Task brief -
Please copy out every line of the listing below in which the word "building" appears.

Segment Start: Input data

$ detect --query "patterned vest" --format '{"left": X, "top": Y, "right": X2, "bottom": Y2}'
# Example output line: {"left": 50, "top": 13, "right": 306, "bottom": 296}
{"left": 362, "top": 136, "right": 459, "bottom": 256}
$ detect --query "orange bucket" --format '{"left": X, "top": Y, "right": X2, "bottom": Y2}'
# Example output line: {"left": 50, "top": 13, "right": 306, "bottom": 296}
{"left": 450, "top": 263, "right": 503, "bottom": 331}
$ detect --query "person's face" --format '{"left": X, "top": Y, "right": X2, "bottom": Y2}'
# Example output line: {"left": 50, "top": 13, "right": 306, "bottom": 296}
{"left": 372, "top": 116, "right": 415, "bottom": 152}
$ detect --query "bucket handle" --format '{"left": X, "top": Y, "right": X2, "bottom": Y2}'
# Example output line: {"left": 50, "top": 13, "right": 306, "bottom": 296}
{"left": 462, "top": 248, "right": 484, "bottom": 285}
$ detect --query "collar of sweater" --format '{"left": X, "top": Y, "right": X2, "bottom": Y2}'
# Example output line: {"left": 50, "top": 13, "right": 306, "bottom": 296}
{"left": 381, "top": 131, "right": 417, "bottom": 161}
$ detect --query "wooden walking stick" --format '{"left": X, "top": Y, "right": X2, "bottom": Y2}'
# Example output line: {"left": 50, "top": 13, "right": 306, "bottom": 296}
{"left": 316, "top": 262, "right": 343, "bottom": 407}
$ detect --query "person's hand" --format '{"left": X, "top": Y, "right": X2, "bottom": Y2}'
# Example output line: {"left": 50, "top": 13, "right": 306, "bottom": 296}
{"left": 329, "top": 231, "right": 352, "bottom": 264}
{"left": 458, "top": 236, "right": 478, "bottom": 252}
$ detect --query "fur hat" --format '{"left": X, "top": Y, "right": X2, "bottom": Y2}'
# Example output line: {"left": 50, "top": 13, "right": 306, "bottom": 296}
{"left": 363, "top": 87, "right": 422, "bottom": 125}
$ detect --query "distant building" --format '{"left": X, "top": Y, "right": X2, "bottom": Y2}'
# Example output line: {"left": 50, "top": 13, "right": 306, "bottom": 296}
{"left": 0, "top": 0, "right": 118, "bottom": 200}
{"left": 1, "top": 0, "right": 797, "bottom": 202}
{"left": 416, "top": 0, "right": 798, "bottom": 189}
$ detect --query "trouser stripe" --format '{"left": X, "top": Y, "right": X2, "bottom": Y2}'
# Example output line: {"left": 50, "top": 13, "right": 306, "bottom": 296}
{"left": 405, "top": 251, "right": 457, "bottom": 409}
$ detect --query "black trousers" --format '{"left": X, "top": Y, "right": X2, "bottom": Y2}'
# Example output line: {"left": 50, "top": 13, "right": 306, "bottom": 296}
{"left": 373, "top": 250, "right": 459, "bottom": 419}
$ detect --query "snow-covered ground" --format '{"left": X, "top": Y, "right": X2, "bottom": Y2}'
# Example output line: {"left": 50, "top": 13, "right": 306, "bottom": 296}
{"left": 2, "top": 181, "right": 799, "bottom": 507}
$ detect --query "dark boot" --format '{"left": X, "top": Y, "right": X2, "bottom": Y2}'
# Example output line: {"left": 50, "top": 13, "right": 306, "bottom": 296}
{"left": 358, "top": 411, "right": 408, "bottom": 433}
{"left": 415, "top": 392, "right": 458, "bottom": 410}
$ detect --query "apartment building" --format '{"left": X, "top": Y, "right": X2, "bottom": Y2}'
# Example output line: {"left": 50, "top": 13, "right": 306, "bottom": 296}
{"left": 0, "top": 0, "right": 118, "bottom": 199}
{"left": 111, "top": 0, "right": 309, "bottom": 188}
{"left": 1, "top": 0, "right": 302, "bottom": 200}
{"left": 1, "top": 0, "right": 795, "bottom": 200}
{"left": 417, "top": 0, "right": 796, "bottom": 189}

Segment End: Input data

Answer below -
$ detect --query "distant building" --format '{"left": X, "top": Y, "right": X2, "bottom": Y2}'
$ detect --query "apartment building" --format '{"left": X, "top": Y, "right": X2, "bottom": Y2}'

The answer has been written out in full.